Coordinate labeling data
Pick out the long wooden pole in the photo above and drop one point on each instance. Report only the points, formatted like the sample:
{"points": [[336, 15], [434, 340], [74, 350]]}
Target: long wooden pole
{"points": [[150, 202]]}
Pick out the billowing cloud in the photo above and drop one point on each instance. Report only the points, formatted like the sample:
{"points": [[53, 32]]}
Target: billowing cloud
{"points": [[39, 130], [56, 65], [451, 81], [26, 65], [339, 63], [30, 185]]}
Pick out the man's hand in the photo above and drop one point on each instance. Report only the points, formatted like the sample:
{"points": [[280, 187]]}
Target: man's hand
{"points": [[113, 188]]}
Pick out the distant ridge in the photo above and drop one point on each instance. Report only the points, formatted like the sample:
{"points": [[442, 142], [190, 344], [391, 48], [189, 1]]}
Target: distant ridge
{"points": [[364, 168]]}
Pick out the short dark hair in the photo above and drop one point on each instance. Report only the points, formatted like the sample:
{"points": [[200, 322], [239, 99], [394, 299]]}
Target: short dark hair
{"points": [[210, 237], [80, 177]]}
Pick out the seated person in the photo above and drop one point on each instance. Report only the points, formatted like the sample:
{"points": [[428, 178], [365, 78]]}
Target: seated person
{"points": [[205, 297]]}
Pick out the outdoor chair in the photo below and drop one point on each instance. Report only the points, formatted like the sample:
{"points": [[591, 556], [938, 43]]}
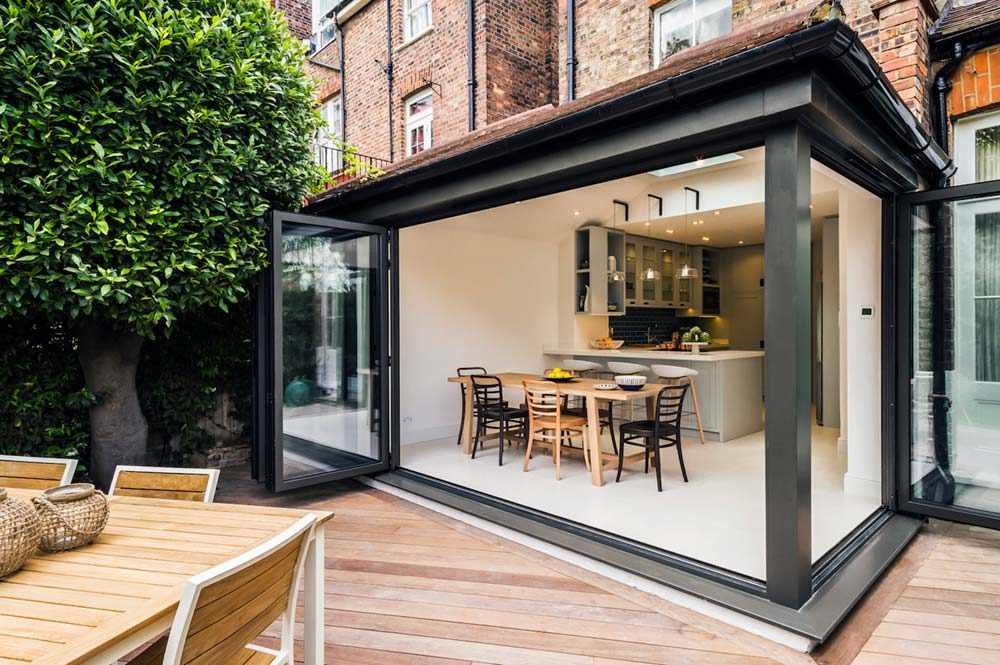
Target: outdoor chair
{"points": [[35, 473], [226, 607], [155, 482]]}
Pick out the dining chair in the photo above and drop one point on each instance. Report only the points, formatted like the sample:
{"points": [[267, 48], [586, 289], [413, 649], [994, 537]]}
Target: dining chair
{"points": [[493, 412], [548, 425], [35, 473], [664, 431], [161, 482], [675, 375], [226, 607], [467, 371]]}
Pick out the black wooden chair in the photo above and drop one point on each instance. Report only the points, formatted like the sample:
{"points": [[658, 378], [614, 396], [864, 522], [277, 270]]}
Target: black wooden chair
{"points": [[493, 412], [652, 435], [467, 371]]}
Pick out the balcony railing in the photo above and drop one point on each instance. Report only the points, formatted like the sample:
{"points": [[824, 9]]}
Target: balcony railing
{"points": [[345, 164]]}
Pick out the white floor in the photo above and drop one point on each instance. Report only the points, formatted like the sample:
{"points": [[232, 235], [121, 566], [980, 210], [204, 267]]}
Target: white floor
{"points": [[717, 517]]}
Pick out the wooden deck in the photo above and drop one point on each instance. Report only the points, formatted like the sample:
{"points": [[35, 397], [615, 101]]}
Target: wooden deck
{"points": [[406, 585], [949, 610]]}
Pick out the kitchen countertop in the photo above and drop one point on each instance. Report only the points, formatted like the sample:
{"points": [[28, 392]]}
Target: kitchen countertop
{"points": [[652, 354]]}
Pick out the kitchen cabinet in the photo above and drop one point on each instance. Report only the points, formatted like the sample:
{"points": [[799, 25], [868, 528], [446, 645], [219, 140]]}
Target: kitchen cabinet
{"points": [[666, 290], [597, 249]]}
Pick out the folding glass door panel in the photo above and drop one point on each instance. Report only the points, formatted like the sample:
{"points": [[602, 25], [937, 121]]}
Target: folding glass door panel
{"points": [[326, 347], [951, 462]]}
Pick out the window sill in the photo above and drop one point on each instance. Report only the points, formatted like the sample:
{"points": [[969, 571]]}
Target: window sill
{"points": [[415, 38]]}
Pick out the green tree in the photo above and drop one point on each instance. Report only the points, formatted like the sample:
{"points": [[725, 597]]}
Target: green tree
{"points": [[139, 143]]}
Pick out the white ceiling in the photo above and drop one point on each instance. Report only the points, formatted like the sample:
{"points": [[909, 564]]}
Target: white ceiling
{"points": [[732, 206]]}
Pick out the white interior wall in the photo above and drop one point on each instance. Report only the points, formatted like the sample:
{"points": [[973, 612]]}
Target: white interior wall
{"points": [[468, 298], [860, 249]]}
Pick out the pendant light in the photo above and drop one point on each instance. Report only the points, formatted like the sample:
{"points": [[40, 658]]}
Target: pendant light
{"points": [[650, 274], [614, 274], [687, 271]]}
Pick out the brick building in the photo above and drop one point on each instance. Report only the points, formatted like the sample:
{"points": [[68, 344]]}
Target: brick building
{"points": [[518, 56]]}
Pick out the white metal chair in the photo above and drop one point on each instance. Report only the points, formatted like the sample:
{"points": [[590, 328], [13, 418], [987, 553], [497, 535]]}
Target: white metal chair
{"points": [[226, 607], [156, 482], [32, 473], [679, 376], [617, 368]]}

** Required task **
Starting at the line that contains "Pick out the pendant", repeat each line exactly through the last one in the listing. Include both of those lines and nothing more.

** Response to the task **
Pick out the pendant light in the photo above and drop one point on each instance. Report only the points, formatted like the sample:
{"points": [[40, 658]]}
Target: pendant light
{"points": [[650, 274], [614, 274], [687, 271]]}
Pick out the brick building in the photo above and drop one point on each instance. Report only the points, formatted like the sample:
{"points": [[68, 344]]}
Target: brick building
{"points": [[518, 56]]}
Pick out the white metal chair in the photo above and drop one point on each instance. Report only the points, formatted like the sample:
{"points": [[590, 328], [13, 418], [987, 553], [497, 535]]}
Target: white metal chair
{"points": [[226, 607], [156, 482], [32, 473], [679, 376], [617, 368]]}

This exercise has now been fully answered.